## GESTELLTE AUFGABE 1
Sammle bitte alle Zeilen weiter unten, in denen das Wort „dark“ vorkommt, und gib jede davon vollständig wieder.
========
Die Bierzelte stehen, das Riesenrad dreht schon Proberunden, und in den Geschäften für Trachtenmode herrscht Hochbetrieb: Fürs Frühlingsfest muss ein neues Dirndl her.

Stuttgart - Eng auf Taille geschnürt das Mieder, weit schwingend der Rock, darüber eine Schürze und darunter weiß hervorblitzend der Spitzenunterrock: Kein Kleidungsstück bringt weibliche Vorzüge so zur Geltung wie ein Dirndl. Dass die Bluse unterm Mieder dem prallen Dekolleté genügend Freizügigkeit lassen muss, versteht sich.

Selbst die Aufzählung dieser Vorzüge hätte nichts gefruchtet, wenn Mütter vor einem Jahrzehnt gewagt hätten, ihren Teenie-Töchtern vorzuschlagen, statt der ewigen Jeans mal ein Dirndl anzuziehen. Spießig, altmodisch, hinterwäldlerisch und in dieser Stadt völlig deplatziert, das wären wahr-scheinlich noch die harmlosesten Argumente der entschiedenen Ablehnung gewesen. Und jetzt? Überflutet die Trachtenwelle von der Isar das Neckarufer am Wasen.

„Jetzt sind die Damen, vom jungen Mädchen bis zu den Müttern, mit einem Dirndl im Schrank nicht mehr zufrieden“, berichtet Carmen Peter, die Geschäftsführerin von Trachtenausstatter Krüger. Man könne doch zum Frühlingsfest unmöglich dasselbe Dirndl wie am Volksfest anziehen. Im Laden in der Calwer Straße drehen sich die Kundinnen ein bisschen selbstverliebt vorm Spiegel: Herzig schauen sie aus.

Prunk und Pracht statt sittliche Karo-Muster

Längst hat sich die Mode des Dirndls be-mächtigt. Wo früher ländlich-sittliche Karo-Muster oder dezente Streublümchen üblich waren, wird jetzt Prunk und Pracht entfaltet. Mit üppig blühendem Rosendessin, zu dem man sich auch verspielte Rosenkränzchen ins Haar stecken darf, mit ornamentalem Brokat, mit Seide, Spitze und Stickerei, mit Bordüren, Perlen und Pailletten.

Die Schürzen, die die Designerin Astrid Söll zu ihren Seidendirndln in Rosa und Hellblau entwirft, gleichen kostbaren Saris, so reich ist der Organza mit Glitzerndem bestickt. Hoch geschnittene Krägen geben den Miedern eine fast königliche Anmutung. Die ganze Flora der Bergblumen verteilt Lola Paltinger, die Lieblings-Dirndl-Designerin der Münchner, auf ihren Miedern und Schürzen aus rubinrotem Samt.
========
## GESTELLTE AUFGABE 2
Beantworte zum Artikel über Dirndl oben diese Fragen:
(a) Wer ist die Geschäftsführerin von Trachtenausstatter Krüger?
(b) Welche Muster waren bei Dirndln früher üblich?
(c) Aus welchem Stoff sind die Mieder und Schürzen von Lola Paltinger?
========
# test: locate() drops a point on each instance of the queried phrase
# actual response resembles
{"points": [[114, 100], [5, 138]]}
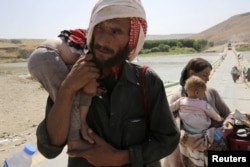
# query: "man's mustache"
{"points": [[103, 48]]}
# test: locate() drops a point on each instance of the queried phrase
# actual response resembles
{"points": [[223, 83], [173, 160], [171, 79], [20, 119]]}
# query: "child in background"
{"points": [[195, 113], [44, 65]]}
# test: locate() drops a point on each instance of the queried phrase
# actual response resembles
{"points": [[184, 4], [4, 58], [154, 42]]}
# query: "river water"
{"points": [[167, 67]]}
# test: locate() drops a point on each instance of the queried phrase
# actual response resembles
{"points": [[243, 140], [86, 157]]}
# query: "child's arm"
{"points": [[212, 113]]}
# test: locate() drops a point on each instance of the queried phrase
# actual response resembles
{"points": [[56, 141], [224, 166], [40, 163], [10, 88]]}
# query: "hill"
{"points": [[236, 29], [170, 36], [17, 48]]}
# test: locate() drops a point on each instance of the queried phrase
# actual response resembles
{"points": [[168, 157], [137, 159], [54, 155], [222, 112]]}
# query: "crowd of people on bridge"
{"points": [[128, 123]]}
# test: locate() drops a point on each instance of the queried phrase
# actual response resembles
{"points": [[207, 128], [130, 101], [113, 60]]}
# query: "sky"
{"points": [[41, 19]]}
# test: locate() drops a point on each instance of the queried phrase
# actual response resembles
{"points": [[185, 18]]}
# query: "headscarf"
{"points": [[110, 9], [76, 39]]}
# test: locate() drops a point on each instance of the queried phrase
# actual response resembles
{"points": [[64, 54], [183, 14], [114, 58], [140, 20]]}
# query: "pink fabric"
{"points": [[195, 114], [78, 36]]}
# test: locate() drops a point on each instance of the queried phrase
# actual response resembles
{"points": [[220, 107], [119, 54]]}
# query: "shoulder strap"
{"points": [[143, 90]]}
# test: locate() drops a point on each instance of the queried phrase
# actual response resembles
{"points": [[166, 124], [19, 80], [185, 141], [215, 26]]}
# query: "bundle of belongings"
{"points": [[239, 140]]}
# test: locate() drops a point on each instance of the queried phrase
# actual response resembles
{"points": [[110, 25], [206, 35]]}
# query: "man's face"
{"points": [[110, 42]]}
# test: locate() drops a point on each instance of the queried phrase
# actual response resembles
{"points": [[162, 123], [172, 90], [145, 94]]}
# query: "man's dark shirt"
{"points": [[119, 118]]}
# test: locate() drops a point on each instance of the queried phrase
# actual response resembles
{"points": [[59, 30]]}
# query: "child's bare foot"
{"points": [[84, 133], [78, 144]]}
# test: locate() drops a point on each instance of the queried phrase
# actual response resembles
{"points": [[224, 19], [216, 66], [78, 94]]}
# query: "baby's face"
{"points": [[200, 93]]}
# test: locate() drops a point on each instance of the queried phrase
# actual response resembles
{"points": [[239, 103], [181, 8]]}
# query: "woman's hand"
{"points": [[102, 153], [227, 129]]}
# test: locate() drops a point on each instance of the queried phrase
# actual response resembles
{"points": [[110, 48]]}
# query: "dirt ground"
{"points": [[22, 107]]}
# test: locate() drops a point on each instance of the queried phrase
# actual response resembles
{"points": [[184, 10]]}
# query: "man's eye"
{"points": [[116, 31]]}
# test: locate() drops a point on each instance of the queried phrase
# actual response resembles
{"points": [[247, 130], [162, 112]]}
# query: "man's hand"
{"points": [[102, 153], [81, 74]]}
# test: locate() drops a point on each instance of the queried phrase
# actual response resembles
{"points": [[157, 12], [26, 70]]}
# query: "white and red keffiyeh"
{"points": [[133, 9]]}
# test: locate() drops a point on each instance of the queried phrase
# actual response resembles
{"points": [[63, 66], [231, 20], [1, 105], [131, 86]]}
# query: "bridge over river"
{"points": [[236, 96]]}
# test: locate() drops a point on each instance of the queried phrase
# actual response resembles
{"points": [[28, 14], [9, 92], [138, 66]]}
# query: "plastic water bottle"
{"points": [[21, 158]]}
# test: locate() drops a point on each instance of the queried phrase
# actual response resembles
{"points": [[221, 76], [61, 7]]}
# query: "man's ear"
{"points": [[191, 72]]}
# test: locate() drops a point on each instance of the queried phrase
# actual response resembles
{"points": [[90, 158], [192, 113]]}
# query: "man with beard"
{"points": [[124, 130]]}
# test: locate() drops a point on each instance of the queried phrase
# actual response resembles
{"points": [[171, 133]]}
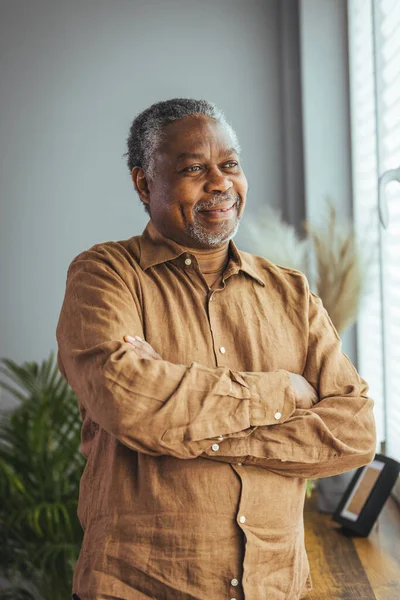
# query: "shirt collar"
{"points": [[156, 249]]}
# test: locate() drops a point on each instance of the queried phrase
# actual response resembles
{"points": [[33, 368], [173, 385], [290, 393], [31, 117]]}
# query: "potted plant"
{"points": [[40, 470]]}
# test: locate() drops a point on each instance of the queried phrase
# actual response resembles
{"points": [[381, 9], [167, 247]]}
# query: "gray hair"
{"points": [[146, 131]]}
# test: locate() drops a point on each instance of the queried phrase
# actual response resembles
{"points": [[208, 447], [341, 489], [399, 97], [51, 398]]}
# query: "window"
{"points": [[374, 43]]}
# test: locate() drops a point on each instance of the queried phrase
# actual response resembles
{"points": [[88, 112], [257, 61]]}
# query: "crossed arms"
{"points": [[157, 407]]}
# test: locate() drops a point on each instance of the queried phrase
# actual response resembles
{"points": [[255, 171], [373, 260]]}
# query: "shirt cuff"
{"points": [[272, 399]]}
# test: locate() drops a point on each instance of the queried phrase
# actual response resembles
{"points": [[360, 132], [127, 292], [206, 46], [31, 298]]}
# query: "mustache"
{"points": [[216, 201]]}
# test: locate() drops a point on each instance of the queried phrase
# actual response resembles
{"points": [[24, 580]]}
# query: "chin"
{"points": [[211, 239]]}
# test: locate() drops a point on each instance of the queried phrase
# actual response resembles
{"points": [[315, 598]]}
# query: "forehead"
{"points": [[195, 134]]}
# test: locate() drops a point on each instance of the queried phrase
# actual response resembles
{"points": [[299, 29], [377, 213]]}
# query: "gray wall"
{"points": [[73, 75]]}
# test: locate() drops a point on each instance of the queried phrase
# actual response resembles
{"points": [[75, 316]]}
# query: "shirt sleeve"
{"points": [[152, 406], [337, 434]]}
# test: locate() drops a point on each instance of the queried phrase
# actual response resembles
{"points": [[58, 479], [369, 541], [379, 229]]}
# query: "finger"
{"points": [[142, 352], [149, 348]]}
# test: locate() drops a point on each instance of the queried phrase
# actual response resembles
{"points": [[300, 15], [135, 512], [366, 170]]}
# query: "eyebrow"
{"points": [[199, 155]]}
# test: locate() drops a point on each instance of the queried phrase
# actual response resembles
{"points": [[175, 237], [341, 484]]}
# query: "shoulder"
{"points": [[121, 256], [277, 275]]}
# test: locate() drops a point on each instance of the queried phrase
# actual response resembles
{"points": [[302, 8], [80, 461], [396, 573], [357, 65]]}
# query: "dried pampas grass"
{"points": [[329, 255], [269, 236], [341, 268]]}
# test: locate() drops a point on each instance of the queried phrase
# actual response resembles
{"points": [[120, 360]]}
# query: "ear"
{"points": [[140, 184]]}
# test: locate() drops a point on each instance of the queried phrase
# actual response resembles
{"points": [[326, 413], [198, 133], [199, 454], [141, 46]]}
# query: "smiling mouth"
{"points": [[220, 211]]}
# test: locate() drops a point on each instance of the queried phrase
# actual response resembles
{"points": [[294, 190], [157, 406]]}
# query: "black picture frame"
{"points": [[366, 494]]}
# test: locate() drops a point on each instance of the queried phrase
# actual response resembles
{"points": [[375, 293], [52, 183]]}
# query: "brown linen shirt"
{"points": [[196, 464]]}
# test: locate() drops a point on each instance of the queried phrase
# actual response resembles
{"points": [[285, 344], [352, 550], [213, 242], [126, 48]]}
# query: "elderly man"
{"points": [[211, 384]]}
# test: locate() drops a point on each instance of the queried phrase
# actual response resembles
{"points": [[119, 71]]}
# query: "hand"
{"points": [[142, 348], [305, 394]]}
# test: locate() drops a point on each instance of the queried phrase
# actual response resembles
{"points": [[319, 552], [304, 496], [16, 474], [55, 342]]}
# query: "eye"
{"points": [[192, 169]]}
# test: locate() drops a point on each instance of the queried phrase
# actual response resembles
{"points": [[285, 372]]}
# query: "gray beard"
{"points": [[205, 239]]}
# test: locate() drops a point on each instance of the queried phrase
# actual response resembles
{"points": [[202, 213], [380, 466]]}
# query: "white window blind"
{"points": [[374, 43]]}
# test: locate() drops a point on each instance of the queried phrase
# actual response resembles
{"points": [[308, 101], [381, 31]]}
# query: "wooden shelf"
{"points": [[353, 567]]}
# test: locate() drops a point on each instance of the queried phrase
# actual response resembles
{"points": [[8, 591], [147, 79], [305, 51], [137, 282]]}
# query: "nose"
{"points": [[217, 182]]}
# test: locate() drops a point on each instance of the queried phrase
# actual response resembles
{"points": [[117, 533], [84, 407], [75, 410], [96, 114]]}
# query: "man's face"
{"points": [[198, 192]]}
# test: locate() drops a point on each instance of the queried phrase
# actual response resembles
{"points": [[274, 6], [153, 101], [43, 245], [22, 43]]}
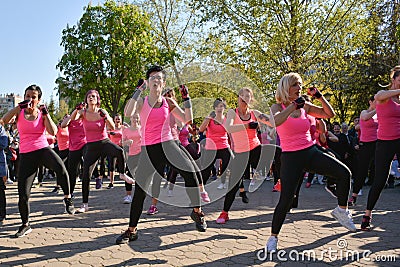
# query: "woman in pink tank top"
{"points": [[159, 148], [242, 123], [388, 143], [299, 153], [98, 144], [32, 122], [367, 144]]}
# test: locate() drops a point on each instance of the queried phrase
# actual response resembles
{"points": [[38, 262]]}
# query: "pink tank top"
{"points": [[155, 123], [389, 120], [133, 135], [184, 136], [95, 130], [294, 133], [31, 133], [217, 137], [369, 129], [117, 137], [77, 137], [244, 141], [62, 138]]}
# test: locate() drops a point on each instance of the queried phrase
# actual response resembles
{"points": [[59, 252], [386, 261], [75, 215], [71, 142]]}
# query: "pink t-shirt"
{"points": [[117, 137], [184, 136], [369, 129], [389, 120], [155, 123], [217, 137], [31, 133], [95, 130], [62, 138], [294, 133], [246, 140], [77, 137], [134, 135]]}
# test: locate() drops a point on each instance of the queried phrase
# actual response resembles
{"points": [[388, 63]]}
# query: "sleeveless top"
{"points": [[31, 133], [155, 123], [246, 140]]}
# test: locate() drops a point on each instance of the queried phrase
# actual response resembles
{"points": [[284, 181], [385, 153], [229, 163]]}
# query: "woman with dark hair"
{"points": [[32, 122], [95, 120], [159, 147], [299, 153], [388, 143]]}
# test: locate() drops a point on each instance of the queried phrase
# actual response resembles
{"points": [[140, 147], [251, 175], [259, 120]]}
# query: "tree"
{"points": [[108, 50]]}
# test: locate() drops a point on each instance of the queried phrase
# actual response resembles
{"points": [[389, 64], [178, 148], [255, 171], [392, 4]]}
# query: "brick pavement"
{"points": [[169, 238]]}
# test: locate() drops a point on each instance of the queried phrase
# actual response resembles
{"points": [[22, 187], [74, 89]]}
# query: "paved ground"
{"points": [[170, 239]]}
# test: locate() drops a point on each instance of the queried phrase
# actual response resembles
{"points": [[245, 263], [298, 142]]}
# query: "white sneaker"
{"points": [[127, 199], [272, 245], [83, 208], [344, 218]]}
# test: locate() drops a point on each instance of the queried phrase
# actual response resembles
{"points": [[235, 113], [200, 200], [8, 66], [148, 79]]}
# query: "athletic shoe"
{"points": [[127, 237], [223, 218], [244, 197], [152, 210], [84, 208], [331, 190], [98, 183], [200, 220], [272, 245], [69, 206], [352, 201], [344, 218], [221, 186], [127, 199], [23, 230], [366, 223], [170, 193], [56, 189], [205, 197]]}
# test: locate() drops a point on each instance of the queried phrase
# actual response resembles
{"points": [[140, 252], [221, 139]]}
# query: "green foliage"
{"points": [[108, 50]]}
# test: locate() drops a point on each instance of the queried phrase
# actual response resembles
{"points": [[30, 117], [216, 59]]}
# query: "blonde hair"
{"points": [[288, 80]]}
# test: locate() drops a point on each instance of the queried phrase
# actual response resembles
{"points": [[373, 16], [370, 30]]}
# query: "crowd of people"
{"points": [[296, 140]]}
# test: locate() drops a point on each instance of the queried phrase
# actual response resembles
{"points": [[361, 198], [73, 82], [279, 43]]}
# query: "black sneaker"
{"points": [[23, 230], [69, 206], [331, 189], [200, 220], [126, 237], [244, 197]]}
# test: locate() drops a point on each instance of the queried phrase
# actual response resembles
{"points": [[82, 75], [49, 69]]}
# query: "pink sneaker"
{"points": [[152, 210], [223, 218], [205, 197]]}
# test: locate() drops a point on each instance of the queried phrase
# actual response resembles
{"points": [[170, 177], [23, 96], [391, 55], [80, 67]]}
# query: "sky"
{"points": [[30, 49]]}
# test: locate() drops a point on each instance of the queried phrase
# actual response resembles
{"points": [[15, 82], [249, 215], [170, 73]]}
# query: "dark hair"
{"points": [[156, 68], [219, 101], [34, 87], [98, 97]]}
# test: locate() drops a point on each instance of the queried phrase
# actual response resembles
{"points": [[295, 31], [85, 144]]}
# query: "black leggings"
========
## ERGEBNIS DER AUFGABE 1
# query: "man's dark shirt"
# query: "woman with dark hair"
# query: "dark hair"

## ERGEBNIS DER AUFGABE 2
(a) Carmen Peter
(b) Ländlich-sittliche Karo-Muster oder dezente Streublümchen
(c) Aus rubinrotem Samt